Requirements
(a) Answer these questions from the groundwater drainage excerpt, one per line:
(i) Where in the subsurface piping system should cleanouts be placed in particular?
(ii) About how many starts per hour do most pumps require to prevent burnout?
(iii) What should both the primary and secondary pumps have in the event of a power outage?
(b) Reproduce the groundwater drainage excerpt from "Figure 3: Typical" to "maintain the system.".

Selected excerpt
<<<<

Figure 3: Typical Groundwater Infiltration Locations

The design team must account for a number of additional considerations, including the following:

  • System Maintenance: Replacement or repair of the components is inherently challenging since the system is below-grade; therefore, maintenance considerations are essential.  The sump pits and pumps need to be in locations that are easily accessible for maintenance, but not in areas, where they impact building or tenant operations.  The design should include cleanouts throughout the subsurface piping system, in particular, at bends and along long pipe sections to allow for adequate access to maintain the system.
  • Mechanical Considerations: The use of a secondary pump at each sump pit is recommended to provide redundancy in the event that the primary pump fails, the inflow rate exceeds its capacity, or is taken offline for maintenance.  Both the primary and secondary pumps should have emergency backup power in the event of a power outage.  In critical situations, a sump pit controller capable of alternating the pumps will help to identify an issue immediately by regularly exercising both pumps.  The number of pump starts per hour is critical to the system design.  Most pumps require about ten starts per hour or a cycle time of 6 min. to prevent burnout.  This requires the designer to size the pumps and sump pits appropriately.  If the pit is too small, it fills too fast between the off and on elevations in the pit, instigating short cycle times.  Periodic testing of the pumps is also critical.  The designer may also consider using high-water sensors in the pit or basement to provide early notification to the owner in the event of unexpected conditions.

>>>>

Records supplied
<<<<

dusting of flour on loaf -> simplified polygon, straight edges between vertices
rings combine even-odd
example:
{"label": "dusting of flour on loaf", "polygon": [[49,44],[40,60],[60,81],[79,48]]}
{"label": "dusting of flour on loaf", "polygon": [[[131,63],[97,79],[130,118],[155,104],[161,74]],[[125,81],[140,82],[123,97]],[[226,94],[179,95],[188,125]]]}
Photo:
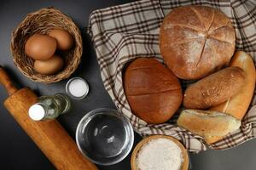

>>>>

Solutions to the tasks
(a)
(i) At bends and along long pipe sections.
(ii) About ten starts per hour, or a cycle time of 6 min.
(iii) Emergency backup power.

(b)
Figure 3: Typical Groundwater Infiltration Locations

The design team must account for a number of additional considerations, including the following:

  • System Maintenance: Replacement or repair of the components is inherently challenging since the system is below-grade; therefore, maintenance considerations are essential.  The sump pits and pumps need to be in locations that are easily accessible for maintenance, but not in areas, where they impact building or tenant operations.  The design should include cleanouts throughout the subsurface piping system, in particular, at bends and along long pipe sections to allow for adequate access to maintain the system.